# DIRECTIVE
Format every line of the entries below as a numbered list, omitting blank lines. Leave the pictures out of the list.

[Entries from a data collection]
=== Section Start ===
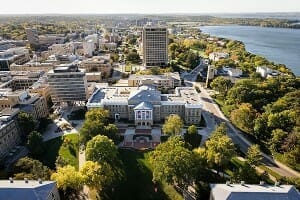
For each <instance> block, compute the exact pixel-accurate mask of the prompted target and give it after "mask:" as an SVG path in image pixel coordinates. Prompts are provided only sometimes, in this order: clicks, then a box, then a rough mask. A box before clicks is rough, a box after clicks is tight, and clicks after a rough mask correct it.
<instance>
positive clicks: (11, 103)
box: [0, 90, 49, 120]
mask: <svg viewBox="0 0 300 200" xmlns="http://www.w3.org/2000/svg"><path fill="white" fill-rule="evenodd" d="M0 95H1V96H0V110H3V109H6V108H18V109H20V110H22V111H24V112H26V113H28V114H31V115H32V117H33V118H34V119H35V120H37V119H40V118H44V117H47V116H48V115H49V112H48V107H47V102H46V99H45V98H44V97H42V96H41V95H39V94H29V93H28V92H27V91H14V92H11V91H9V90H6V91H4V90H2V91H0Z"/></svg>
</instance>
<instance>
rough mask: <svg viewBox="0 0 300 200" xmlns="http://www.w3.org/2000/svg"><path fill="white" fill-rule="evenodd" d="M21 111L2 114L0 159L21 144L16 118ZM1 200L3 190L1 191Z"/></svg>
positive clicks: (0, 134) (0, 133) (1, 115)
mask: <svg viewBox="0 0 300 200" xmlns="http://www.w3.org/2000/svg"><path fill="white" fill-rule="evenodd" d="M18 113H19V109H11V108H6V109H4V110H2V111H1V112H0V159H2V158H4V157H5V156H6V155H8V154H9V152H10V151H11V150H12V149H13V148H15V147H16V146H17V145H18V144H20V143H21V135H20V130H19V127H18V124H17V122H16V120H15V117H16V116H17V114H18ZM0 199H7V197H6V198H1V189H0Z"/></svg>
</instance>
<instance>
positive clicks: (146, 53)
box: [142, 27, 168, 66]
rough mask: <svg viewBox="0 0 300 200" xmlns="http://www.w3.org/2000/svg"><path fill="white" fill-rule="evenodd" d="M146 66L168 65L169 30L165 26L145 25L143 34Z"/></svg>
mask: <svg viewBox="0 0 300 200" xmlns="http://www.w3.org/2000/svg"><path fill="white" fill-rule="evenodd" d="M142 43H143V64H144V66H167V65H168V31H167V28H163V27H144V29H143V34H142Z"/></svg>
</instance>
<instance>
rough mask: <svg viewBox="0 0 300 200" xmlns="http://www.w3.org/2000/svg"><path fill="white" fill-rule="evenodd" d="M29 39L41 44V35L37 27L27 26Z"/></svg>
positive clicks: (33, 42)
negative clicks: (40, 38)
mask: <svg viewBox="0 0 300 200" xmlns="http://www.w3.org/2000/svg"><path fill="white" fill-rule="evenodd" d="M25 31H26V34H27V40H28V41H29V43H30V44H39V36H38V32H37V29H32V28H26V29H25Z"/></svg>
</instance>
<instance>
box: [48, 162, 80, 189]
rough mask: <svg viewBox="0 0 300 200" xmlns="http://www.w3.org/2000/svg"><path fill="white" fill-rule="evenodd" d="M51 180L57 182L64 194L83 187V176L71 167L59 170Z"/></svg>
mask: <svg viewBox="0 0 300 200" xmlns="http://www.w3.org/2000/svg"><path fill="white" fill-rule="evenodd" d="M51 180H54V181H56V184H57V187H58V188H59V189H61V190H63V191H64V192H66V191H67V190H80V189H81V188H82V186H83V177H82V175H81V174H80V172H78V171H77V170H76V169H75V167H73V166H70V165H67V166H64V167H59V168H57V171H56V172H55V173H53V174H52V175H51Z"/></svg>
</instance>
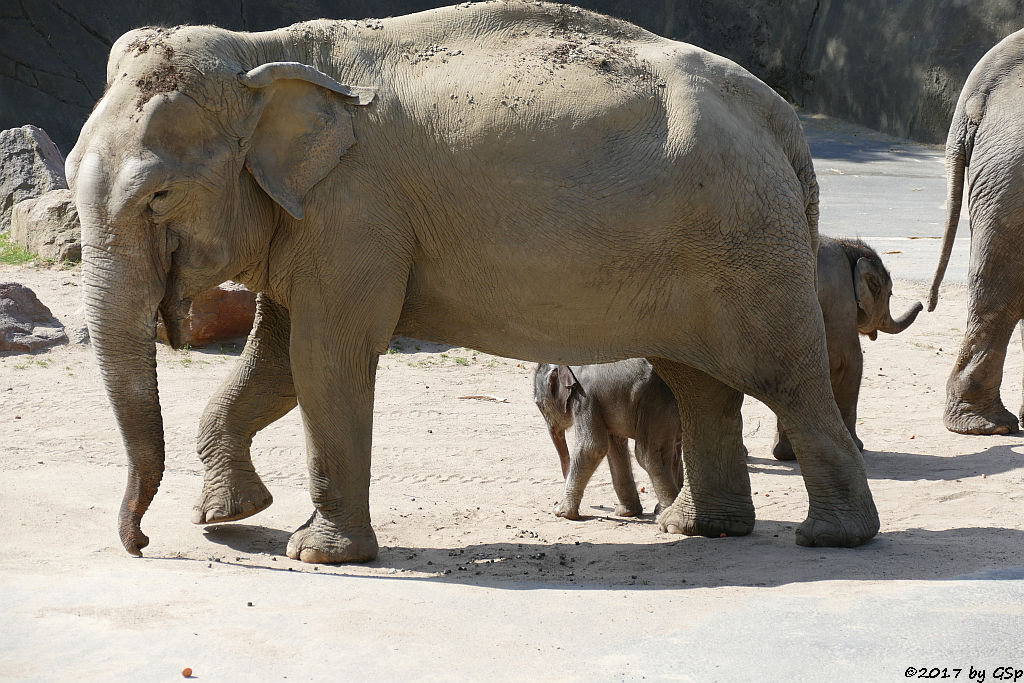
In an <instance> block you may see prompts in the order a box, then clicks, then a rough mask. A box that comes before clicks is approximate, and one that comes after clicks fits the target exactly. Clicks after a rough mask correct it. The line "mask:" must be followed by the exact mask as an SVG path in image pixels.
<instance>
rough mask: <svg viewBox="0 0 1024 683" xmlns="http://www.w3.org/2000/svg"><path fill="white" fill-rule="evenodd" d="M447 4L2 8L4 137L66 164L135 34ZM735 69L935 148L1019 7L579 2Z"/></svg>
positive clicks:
=== Section End ===
# PROBLEM SOLUTION
1. For each <instance> block, compute the exact pixel-accurate mask of the prompted target and give it after "mask:" as an SVG path in image pixel coordinates. Prompts are provided only sometimes, in this order: clicks, then a box, then a rough mask. A box before clicks is rough, a box after clicks is tight, and clicks after a rough mask correct it.
2. <instance>
3. positive clicks: (11, 103)
4. box: [0, 90, 49, 120]
5. mask: <svg viewBox="0 0 300 200" xmlns="http://www.w3.org/2000/svg"><path fill="white" fill-rule="evenodd" d="M0 95H1V96H0V110H3V109H6V108H18V109H20V110H22V111H24V112H26V113H28V114H31V115H32V117H33V118H34V119H35V120H37V119H40V118H44V117H47V116H48V115H49V112H48V107H47V102H46V99H45V98H44V97H42V96H41V95H39V94H29V93H28V92H27V91H14V92H11V91H9V90H6V91H4V90H2V91H0Z"/></svg>
6. </instance>
7. <instance>
8. rough mask: <svg viewBox="0 0 300 200" xmlns="http://www.w3.org/2000/svg"><path fill="white" fill-rule="evenodd" d="M21 111L2 114L0 159L21 144L16 118ZM1 200L3 190L1 191Z"/></svg>
9. positive clicks: (0, 134) (0, 133) (1, 115)
10. mask: <svg viewBox="0 0 300 200" xmlns="http://www.w3.org/2000/svg"><path fill="white" fill-rule="evenodd" d="M18 113H19V109H11V108H6V109H4V110H2V111H1V112H0V159H2V158H4V157H5V156H6V155H8V154H9V152H10V151H11V150H12V149H13V148H15V147H16V146H17V145H18V144H20V143H21V135H20V130H19V127H18V124H17V122H16V120H15V117H16V116H17V114H18ZM0 199H7V197H6V198H1V189H0Z"/></svg>
11. </instance>
12. <instance>
13. positive clicks: (146, 53)
14. box: [142, 27, 168, 66]
15. rough mask: <svg viewBox="0 0 300 200" xmlns="http://www.w3.org/2000/svg"><path fill="white" fill-rule="evenodd" d="M146 66L168 65L169 30L165 26L145 25L143 34Z"/></svg>
16. mask: <svg viewBox="0 0 300 200" xmlns="http://www.w3.org/2000/svg"><path fill="white" fill-rule="evenodd" d="M142 43H143V64H144V66H167V65H168V31H167V28H163V27H144V29H143V34H142Z"/></svg>
17. </instance>
18. <instance>
19. rough mask: <svg viewBox="0 0 300 200" xmlns="http://www.w3.org/2000/svg"><path fill="white" fill-rule="evenodd" d="M29 39L41 44V35L37 27L27 26Z"/></svg>
20. positive clicks: (33, 42)
21. negative clicks: (40, 38)
22. mask: <svg viewBox="0 0 300 200" xmlns="http://www.w3.org/2000/svg"><path fill="white" fill-rule="evenodd" d="M25 31H26V34H27V40H28V41H29V43H30V44H39V36H38V32H37V29H32V28H26V29H25Z"/></svg>
23. </instance>
24. <instance>
25. box: [48, 162, 80, 189]
26. rough mask: <svg viewBox="0 0 300 200" xmlns="http://www.w3.org/2000/svg"><path fill="white" fill-rule="evenodd" d="M51 180L57 182L64 194L83 187V176L71 167L59 170Z"/></svg>
27. mask: <svg viewBox="0 0 300 200" xmlns="http://www.w3.org/2000/svg"><path fill="white" fill-rule="evenodd" d="M51 180H54V181H56V184H57V187H58V188H59V189H61V190H63V191H64V192H66V191H67V190H80V189H81V188H82V186H83V177H82V175H81V174H80V172H78V171H77V170H76V169H75V167H73V166H70V165H67V166H64V167H59V168H57V171H56V172H55V173H53V174H52V175H51Z"/></svg>
28. </instance>
29. In an <instance> block you may see prompts in the order a box, then clicks, then a rough mask. A box that comes before clicks is approximate, and one that comes after clicks fits the target exactly. Clicks after a rough mask correct it. The line "mask:" must be followed by the exact mask as an SVG path in image pixels.
30. <instance>
31. rough mask: <svg viewBox="0 0 1024 683" xmlns="http://www.w3.org/2000/svg"><path fill="white" fill-rule="evenodd" d="M447 4L2 8L4 137L66 164L135 34ZM735 69L935 148L1019 7L579 2Z"/></svg>
32. positive clicks:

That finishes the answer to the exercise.